Hobson: They were never intentionally developed for the world in general or made for anyone other than me and friends I had on social networking sites such as Flickr. In 2007, they went viral on the internet just like the Google Street View images are now. I had moderate success in that I was able to travel and exhibit these personal photographs in galleries from London, New York to Los Angeles. There were articles in numerous well-known art publications and websites as well.
SPIEGEL ONLINE: What triggered the online excitement over your latest images?
Hobson: I don't know. The internet can work like a flash flood sometimes, and in this case it can cause damage as well. My website has been struggling to stay on its legs from all the traffic and almost every other visitor has encountered an error of website overload issues. It's just the world we live in now, I suppose. Information can be shared and explored in an instant anywhere across the globe. It's quite amazing.
SPIEGEL ONLINE: You've received the most attention from Spain, France Italy and Germany. Why do you think that is?

> [Study questions]:
1. According to the interview with Hobson, in what year did his photographs go viral on the internet?
2. Continue the interview with Hobson from the point where it stops.

> [Extracted data]:
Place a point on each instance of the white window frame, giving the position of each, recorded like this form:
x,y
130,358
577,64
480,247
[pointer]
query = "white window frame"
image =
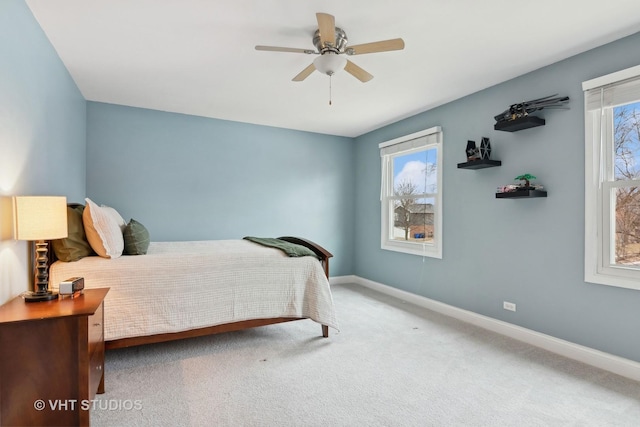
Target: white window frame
x,y
601,95
424,140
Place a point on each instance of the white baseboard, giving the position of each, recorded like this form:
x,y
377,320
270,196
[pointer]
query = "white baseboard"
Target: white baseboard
x,y
609,362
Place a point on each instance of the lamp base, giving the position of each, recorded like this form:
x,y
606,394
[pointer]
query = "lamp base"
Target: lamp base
x,y
40,296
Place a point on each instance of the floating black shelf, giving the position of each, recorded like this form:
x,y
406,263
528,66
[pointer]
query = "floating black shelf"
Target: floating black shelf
x,y
521,194
525,122
479,164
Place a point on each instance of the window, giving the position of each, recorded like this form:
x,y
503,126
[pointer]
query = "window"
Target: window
x,y
612,179
411,193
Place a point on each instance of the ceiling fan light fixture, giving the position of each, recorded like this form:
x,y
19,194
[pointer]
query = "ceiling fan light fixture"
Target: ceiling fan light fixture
x,y
329,63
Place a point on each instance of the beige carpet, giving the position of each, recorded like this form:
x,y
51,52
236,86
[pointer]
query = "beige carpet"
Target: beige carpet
x,y
392,364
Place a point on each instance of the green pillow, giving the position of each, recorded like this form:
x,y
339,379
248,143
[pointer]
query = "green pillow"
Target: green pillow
x,y
75,245
136,238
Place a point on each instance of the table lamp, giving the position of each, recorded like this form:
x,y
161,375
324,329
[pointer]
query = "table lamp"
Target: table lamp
x,y
40,218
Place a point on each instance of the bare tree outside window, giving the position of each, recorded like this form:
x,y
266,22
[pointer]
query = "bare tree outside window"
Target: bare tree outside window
x,y
403,207
627,198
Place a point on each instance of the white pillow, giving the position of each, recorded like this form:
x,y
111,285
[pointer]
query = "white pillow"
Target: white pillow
x,y
103,227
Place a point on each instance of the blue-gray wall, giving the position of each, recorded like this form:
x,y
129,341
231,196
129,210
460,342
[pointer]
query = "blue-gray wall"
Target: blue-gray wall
x,y
188,177
42,131
529,252
193,178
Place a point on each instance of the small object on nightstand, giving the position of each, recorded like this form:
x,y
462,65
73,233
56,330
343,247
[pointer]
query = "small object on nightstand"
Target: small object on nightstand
x,y
71,286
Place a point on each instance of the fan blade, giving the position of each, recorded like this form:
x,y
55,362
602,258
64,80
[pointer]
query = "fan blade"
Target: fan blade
x,y
285,49
304,73
357,72
381,46
327,27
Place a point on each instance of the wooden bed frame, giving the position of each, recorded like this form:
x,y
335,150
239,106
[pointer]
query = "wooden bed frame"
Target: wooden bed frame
x,y
323,256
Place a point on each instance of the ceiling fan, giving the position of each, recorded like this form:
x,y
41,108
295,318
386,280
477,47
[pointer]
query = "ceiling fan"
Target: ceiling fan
x,y
331,43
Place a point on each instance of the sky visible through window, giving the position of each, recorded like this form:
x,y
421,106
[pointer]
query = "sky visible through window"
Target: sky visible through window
x,y
627,141
418,168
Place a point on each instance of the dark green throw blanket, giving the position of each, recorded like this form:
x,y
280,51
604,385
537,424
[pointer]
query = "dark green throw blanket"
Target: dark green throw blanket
x,y
291,249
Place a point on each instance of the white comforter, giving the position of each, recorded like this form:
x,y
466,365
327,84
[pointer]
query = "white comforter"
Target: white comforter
x,y
179,286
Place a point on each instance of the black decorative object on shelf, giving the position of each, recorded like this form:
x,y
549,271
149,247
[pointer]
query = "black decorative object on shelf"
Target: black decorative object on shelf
x,y
485,148
521,194
519,124
525,189
479,164
517,116
472,151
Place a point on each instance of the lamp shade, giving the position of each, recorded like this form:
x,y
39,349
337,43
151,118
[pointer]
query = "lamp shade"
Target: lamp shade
x,y
329,63
40,217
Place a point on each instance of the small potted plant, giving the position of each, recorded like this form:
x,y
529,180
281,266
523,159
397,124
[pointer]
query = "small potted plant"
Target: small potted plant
x,y
527,177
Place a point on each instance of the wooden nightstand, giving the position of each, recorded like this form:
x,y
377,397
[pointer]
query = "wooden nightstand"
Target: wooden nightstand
x,y
51,356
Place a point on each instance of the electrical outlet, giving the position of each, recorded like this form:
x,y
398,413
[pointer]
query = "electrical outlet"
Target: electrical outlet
x,y
508,306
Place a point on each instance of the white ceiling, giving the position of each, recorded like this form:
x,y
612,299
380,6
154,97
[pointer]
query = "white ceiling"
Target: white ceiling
x,y
197,56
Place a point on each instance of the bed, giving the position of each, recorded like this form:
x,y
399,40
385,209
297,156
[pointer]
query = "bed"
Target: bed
x,y
186,289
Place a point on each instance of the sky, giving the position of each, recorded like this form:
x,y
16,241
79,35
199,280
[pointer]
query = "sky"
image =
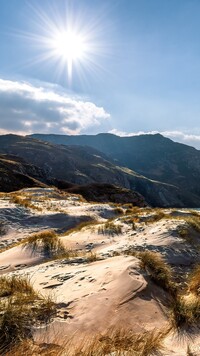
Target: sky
x,y
87,66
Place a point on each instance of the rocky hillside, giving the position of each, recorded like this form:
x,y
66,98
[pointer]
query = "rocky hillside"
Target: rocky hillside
x,y
16,174
85,165
153,156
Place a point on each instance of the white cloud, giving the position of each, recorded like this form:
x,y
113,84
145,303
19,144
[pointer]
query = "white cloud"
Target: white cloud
x,y
25,108
179,136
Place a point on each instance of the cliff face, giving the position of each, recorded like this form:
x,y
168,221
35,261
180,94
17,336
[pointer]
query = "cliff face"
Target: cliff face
x,y
86,165
16,174
153,156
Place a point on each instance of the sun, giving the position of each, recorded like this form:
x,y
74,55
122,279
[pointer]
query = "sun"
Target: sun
x,y
69,46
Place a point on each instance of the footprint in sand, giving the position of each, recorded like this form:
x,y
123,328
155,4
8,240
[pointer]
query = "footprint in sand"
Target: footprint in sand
x,y
20,266
4,267
52,286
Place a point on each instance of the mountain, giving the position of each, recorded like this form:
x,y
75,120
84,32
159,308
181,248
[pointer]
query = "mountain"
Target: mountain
x,y
152,156
85,165
16,174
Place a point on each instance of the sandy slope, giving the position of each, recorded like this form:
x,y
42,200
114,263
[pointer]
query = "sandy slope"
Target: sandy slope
x,y
92,297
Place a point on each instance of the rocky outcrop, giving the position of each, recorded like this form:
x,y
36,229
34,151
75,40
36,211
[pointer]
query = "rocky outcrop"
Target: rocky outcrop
x,y
85,165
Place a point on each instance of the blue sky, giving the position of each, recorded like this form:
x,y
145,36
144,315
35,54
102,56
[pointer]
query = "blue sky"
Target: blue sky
x,y
141,71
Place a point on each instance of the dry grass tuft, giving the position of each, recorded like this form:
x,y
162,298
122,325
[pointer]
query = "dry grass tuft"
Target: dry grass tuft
x,y
20,308
185,311
110,229
158,269
194,281
13,284
123,342
25,202
46,242
194,222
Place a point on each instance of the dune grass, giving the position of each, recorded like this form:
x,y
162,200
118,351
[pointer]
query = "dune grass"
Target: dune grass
x,y
81,226
185,311
110,228
158,269
47,242
9,286
194,281
116,342
25,202
20,308
194,222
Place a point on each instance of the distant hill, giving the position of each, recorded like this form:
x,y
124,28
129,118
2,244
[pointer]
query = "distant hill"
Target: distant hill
x,y
152,156
16,174
85,165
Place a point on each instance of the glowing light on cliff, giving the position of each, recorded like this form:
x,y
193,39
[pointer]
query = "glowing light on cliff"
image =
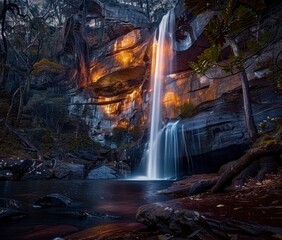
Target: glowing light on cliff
x,y
171,99
162,53
96,74
124,58
125,42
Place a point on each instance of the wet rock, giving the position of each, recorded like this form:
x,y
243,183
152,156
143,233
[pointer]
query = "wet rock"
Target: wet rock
x,y
103,172
191,185
167,217
38,171
6,175
85,214
11,214
17,166
12,204
268,164
62,170
53,200
49,232
109,231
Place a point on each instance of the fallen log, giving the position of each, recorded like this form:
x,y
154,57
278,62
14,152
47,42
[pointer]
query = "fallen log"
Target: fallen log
x,y
243,162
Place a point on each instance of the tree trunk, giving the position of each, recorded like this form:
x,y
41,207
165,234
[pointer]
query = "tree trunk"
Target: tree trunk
x,y
248,112
252,155
3,51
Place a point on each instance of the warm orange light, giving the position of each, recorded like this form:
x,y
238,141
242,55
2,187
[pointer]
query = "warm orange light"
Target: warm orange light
x,y
97,74
171,102
124,58
171,99
125,42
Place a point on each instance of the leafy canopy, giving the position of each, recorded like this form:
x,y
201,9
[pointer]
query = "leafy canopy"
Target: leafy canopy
x,y
230,20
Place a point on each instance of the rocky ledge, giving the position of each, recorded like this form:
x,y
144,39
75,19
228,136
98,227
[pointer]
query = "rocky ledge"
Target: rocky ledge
x,y
252,211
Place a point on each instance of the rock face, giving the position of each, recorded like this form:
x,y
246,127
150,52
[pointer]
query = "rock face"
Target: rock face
x,y
103,172
118,91
53,200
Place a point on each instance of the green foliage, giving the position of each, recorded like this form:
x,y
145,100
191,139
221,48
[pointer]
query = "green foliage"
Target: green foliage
x,y
187,110
46,65
255,45
234,64
270,131
207,59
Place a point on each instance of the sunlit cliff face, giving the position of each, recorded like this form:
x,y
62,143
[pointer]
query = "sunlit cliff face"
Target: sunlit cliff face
x,y
171,103
125,58
128,101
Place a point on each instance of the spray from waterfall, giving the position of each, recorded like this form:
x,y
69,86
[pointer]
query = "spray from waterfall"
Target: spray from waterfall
x,y
161,66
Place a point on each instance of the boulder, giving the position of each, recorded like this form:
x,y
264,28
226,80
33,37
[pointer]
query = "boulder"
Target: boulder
x,y
17,166
38,172
11,214
12,204
49,232
108,231
103,172
6,175
63,170
53,200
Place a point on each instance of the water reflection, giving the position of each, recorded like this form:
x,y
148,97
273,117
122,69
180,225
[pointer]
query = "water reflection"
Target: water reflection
x,y
107,201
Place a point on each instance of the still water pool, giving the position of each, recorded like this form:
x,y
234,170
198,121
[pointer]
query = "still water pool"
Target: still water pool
x,y
107,201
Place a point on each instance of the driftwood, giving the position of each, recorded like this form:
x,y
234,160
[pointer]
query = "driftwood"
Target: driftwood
x,y
251,155
223,229
25,141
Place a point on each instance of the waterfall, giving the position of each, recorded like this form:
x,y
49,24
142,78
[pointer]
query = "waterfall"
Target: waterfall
x,y
161,66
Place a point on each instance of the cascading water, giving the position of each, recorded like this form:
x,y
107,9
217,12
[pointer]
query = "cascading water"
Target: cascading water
x,y
161,66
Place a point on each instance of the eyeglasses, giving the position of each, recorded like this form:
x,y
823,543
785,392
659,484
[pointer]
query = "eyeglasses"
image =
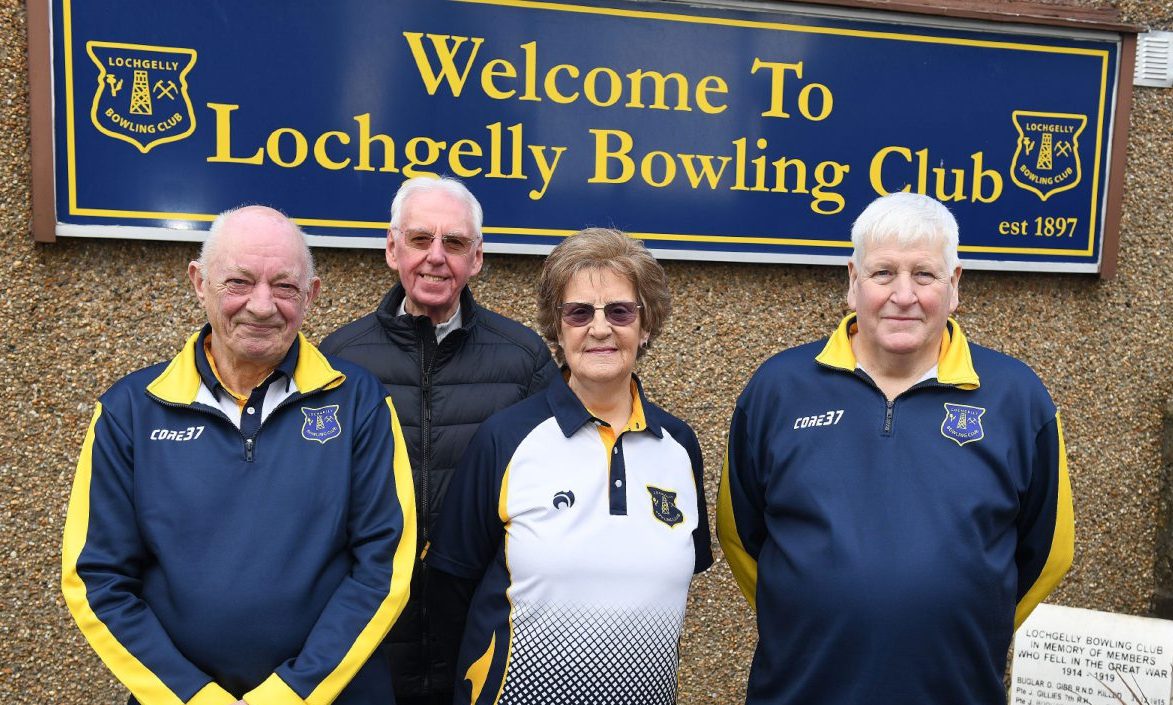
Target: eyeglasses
x,y
617,313
452,244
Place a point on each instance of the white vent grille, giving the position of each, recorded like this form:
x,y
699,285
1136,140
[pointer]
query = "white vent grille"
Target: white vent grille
x,y
1154,60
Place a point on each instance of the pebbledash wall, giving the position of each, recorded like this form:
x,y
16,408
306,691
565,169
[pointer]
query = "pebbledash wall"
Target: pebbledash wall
x,y
78,314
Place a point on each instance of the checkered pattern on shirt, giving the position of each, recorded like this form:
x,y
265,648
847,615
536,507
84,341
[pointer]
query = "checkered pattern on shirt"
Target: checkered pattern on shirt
x,y
589,656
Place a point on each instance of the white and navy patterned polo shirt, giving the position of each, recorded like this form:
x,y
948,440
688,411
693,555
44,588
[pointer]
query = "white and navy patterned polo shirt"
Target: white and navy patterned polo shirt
x,y
584,543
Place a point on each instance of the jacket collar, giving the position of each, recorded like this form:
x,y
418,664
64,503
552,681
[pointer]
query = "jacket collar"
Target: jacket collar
x,y
571,415
181,380
955,365
407,324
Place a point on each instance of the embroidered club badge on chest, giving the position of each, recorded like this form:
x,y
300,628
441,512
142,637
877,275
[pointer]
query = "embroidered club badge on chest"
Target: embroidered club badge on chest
x,y
320,424
664,506
963,424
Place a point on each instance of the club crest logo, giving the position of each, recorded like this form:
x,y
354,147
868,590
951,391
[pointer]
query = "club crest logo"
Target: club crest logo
x,y
142,93
664,506
1046,160
320,424
963,424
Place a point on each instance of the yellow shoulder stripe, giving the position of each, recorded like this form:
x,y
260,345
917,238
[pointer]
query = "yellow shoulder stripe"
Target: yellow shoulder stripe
x,y
741,563
1063,542
147,687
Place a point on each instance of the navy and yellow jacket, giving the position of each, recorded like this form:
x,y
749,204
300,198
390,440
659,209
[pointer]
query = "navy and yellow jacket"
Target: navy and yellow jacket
x,y
890,548
204,565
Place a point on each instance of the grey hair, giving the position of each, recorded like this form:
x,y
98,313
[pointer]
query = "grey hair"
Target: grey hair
x,y
453,187
208,249
906,219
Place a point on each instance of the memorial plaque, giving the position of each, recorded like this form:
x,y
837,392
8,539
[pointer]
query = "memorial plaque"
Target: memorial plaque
x,y
1070,655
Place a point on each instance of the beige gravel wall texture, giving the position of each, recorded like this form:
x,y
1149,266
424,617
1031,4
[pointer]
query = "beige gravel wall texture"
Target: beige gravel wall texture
x,y
76,314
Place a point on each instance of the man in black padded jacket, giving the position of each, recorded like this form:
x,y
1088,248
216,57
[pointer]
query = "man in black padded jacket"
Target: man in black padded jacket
x,y
448,365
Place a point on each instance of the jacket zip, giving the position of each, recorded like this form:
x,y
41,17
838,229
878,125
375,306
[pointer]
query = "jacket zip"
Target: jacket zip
x,y
427,357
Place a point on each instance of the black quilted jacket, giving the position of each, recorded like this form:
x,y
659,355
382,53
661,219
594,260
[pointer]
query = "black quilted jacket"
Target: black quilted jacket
x,y
441,394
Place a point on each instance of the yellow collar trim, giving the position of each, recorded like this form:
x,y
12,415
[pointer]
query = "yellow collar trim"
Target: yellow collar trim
x,y
955,365
180,382
637,421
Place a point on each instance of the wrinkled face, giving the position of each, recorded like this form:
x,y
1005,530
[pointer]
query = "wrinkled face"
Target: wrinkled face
x,y
599,352
255,290
433,278
902,298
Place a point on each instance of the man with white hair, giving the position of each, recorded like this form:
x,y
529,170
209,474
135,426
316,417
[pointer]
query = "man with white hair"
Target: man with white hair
x,y
449,364
895,499
242,526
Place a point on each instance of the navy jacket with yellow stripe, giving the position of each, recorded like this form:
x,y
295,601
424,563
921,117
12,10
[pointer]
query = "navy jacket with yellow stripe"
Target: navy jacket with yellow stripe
x,y
204,568
892,548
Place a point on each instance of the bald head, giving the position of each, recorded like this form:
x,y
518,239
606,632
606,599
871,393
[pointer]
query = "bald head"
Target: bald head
x,y
239,221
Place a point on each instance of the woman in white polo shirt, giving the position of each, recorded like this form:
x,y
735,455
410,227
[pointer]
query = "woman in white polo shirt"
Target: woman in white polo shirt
x,y
580,513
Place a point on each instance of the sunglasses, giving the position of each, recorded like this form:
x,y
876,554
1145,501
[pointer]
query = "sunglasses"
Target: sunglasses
x,y
452,244
617,313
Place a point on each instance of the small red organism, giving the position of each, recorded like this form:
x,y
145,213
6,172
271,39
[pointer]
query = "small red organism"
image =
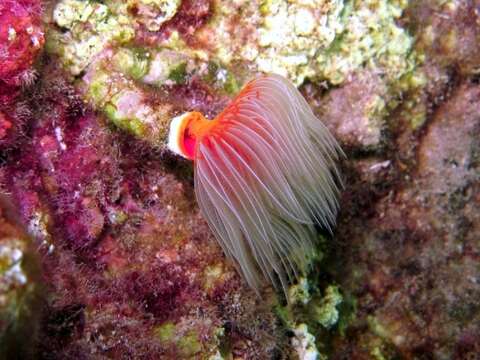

> [Answers by task]:
1. 2007

2.
Hobson: My 2007-2010 work did achieve fairly high attention before, appearing in numerous interviews and articles in magazines and newspapers across Europe. I'm not quite sure why that is. Maybe it doesn't work in the US because the cinematic influences don't stem from Jean-Claude Van Damme, or because they aren't overtly graphic and over the top. They are subtle and need to be explored in a more cerebral manner.
SPIEGEL ONLINE: Stylistically, the Google Street View photos fit in seamlessly with your Cinemascapes series.
Hobson: Yes, they do. They are a continuation of that original work, or a finalization. It went from the world viewing me in images, to me viewing the world. My process is quite simple and true to the original source. I don't alter by adding, removing, or excessively retouching. I spend probably 10 minutes processing each of the GSV images after gathering them from the street view. These are 2-3 screen captures then stitched together to make the panoramic format. The signature look that I try to achieve in each of my images is to enhance the mood and atmosphere in three different areas: lighting, color, and depth of focus.
SPIEGEL ONLINE: Working with photos like these is different than using the camera yourself. Do the pictures feel like your own work, or do you feel less ownership of them?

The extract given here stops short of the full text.